# 課題 1:
下の抜粋本文のうち、「そもそも、稲荷信仰は奈良時代」から「さて、稲荷神社を後にして、さらに石段を登って、上のエリアを目指しましょう。」までの部分を、「秦氏」を「秦一族」に置き換えて書き出すこと。

# 抜粋本文:
----

そもそも、稲荷信仰は奈良時代(8世紀)に渡来人の一派である秦氏によって持ち込まれた宗教です。秦氏はこの地域を拠点として活動し、織物や農業など多くの産業発展に寄与しました。なので、伏見稲荷と同様、義照稲荷もこの時代に創建されたと考えられています。なお、秦氏は平安京遷都にも深く関わっていると言われています。
稲荷命婦元宮
命婦とは本来、宮廷に仕える女官のことです。しかし、稲荷神社にとっての「命婦」とは、稲荷神の随神である白狐を指すようです。かの有名な伏見稲荷大社には『白狐社』という末社があり、その名の通り白狐の御霊が祀られています。
一方、ここ船岡山の稲荷命婦元宮には、伏見稲荷の白狐にとっての親神が祀られています。つまり、義輝稲荷の随神と伏見稲荷の随神は親子関係というわけです。となると、義照稲荷が伏見稲荷の元宮という可能性も十分にあり得るかと思います。



本殿エリア
さて、稲荷神社を後にして、さらに石段を登って、上のエリアを目指しましょう。

----

# データ行:
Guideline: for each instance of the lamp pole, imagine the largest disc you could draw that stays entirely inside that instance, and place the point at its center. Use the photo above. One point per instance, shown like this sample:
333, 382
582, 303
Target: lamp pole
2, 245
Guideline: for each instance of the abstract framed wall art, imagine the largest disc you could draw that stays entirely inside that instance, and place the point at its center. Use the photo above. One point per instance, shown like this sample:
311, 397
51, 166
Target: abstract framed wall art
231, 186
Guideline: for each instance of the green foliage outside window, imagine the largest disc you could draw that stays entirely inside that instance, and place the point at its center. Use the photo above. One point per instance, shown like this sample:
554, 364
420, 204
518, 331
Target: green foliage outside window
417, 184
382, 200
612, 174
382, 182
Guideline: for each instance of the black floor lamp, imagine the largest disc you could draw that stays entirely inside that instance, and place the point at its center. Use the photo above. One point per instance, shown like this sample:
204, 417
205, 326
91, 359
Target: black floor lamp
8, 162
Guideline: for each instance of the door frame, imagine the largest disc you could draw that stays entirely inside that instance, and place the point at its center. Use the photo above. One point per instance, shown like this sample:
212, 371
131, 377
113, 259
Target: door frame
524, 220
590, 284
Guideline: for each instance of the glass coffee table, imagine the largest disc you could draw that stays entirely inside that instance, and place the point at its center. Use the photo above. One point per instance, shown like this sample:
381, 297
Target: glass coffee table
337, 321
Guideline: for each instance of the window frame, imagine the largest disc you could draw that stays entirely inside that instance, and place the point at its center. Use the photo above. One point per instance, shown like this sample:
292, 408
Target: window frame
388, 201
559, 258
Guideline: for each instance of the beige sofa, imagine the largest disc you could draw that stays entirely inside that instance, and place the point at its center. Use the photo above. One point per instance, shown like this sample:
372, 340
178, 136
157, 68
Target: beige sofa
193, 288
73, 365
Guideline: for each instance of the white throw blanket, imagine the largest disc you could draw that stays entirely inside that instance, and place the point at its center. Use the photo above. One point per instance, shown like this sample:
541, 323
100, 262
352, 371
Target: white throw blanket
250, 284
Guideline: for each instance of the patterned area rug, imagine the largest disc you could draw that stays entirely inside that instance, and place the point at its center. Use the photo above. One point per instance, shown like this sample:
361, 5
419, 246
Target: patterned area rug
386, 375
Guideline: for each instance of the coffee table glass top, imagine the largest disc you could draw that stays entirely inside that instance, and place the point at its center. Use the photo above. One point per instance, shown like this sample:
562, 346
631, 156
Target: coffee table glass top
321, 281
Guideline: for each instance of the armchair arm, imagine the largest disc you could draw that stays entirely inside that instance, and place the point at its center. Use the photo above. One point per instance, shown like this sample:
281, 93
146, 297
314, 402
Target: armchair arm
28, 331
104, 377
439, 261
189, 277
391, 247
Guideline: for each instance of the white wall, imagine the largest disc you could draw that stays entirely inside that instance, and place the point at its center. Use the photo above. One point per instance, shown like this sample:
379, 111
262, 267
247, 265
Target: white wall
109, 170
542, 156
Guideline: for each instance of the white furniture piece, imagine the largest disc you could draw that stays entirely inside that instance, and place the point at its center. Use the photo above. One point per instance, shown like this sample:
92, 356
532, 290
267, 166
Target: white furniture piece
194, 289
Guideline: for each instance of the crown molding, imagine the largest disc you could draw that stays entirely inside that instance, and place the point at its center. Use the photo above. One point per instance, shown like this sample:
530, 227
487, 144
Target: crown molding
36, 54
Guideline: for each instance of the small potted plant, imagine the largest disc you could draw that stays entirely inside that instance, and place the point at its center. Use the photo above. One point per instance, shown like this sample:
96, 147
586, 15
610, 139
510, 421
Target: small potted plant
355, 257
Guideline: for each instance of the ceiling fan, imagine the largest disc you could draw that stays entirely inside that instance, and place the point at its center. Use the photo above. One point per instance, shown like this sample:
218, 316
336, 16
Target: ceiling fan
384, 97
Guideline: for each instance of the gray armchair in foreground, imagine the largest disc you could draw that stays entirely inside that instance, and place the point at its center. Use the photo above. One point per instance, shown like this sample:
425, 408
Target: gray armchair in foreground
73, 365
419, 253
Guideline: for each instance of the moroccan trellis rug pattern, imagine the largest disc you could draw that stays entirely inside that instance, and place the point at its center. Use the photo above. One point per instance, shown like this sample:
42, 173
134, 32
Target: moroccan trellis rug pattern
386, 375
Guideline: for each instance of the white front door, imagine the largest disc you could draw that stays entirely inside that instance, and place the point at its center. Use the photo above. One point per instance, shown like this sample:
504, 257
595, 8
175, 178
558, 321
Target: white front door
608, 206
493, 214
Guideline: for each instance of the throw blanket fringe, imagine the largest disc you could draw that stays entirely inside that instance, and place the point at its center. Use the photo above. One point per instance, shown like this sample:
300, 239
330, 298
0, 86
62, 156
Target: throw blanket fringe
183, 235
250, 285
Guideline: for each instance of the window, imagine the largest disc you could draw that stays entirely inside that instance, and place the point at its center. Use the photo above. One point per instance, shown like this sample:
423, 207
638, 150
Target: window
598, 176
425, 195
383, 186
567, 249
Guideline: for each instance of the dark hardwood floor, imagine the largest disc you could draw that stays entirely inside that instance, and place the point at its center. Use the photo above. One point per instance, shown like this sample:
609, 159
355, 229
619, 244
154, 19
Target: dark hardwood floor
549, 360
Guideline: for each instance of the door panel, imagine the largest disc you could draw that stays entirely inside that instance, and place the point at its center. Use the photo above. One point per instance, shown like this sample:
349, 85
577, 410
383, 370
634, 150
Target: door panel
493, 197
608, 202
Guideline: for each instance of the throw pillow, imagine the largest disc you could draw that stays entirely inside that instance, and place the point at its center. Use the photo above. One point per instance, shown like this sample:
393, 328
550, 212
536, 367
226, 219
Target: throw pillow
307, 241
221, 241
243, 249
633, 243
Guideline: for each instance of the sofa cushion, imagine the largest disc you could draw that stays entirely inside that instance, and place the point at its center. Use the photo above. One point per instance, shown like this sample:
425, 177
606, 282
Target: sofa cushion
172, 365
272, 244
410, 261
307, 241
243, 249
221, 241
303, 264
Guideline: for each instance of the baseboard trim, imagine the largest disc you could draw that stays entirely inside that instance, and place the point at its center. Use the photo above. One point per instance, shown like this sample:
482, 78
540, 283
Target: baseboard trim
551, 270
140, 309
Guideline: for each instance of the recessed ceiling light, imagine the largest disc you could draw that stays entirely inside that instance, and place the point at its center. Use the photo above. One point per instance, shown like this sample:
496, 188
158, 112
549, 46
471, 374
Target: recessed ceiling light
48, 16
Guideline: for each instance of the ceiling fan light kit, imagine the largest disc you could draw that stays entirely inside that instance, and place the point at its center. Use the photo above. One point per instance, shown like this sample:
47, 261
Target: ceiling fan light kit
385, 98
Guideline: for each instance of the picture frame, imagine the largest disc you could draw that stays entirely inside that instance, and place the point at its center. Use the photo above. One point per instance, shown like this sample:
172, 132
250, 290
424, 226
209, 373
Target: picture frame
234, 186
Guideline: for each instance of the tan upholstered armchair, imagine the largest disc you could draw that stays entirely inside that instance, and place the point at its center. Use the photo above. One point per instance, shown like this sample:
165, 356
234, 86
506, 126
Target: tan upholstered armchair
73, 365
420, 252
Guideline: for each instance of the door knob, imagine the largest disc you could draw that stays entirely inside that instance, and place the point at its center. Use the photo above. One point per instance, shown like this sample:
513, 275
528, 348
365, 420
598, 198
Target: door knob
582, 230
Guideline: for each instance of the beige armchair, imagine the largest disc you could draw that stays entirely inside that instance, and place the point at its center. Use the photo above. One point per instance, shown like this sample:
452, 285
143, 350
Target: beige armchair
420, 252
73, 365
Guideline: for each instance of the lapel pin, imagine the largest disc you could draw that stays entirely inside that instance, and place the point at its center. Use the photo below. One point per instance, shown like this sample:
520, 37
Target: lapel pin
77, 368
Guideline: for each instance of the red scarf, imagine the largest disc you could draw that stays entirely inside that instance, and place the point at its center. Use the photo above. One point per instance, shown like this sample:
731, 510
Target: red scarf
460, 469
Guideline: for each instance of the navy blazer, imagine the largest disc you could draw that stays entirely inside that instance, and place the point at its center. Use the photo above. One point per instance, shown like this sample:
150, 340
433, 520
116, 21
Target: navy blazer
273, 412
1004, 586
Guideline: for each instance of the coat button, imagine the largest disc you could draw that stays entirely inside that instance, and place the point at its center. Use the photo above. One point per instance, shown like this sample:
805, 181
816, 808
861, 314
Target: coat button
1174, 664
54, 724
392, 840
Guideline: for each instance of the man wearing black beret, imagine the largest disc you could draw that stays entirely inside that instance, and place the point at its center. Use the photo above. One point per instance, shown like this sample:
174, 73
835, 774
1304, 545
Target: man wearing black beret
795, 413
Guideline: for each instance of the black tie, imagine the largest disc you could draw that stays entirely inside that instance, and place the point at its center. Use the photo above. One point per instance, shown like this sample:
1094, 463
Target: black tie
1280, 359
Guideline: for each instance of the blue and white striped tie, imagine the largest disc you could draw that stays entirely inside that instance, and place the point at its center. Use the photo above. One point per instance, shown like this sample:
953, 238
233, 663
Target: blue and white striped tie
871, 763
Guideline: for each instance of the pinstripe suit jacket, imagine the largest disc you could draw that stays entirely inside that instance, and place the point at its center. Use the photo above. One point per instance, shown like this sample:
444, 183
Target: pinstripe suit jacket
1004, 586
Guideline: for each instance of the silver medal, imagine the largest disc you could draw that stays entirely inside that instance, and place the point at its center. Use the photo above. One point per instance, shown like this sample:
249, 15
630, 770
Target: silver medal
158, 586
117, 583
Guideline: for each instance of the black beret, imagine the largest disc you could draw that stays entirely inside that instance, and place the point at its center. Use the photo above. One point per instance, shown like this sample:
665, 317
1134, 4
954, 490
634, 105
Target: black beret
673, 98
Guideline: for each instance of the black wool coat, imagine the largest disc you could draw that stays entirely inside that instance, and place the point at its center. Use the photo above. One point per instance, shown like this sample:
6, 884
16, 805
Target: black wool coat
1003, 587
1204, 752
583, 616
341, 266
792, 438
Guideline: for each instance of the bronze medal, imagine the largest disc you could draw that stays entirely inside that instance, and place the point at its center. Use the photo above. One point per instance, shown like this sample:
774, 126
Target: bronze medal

----

# 課題 2:
上のリストから、文字列「crown」を含む行をすべて書き写してください。大文字と小文字は区別する。

# 出力全文 1:
そもそも、稲荷信仰は奈良時代(8世紀)に渡来人の一派である秦一族によって持ち込まれた宗教です。秦一族はこの地域を拠点として活動し、織物や農業など多くの産業発展に寄与しました。なので、伏見稲荷と同様、義照稲荷もこの時代に創建されたと考えられています。なお、秦一族は平安京遷都にも深く関わっていると言われています。
稲荷命婦元宮
命婦とは本来、宮廷に仕える女官のことです。しかし、稲荷神社にとっての「命婦」とは、稲荷神の随神である白狐を指すようです。かの有名な伏見稲荷大社には『白狐社』という末社があり、その名の通り白狐の御霊が祀られています。
一方、ここ船岡山の稲荷命婦元宮には、伏見稲荷の白狐にとっての親神が祀られています。つまり、義輝稲荷の随神と伏見稲荷の随神は親子関係というわけです。となると、義照稲荷が伏見稲荷の元宮という可能性も十分にあり得るかと思います。



本殿エリア
さて、稲荷神社を後にして、さらに石段を登って、上のエリアを目指しましょう。

# 出力全文 2:
Guideline: for each instance of the crown molding, imagine the largest disc you could draw that stays entirely inside that instance, and place the point at its center. Use the photo above. One point per instance, shown like this sample:
Target: crown molding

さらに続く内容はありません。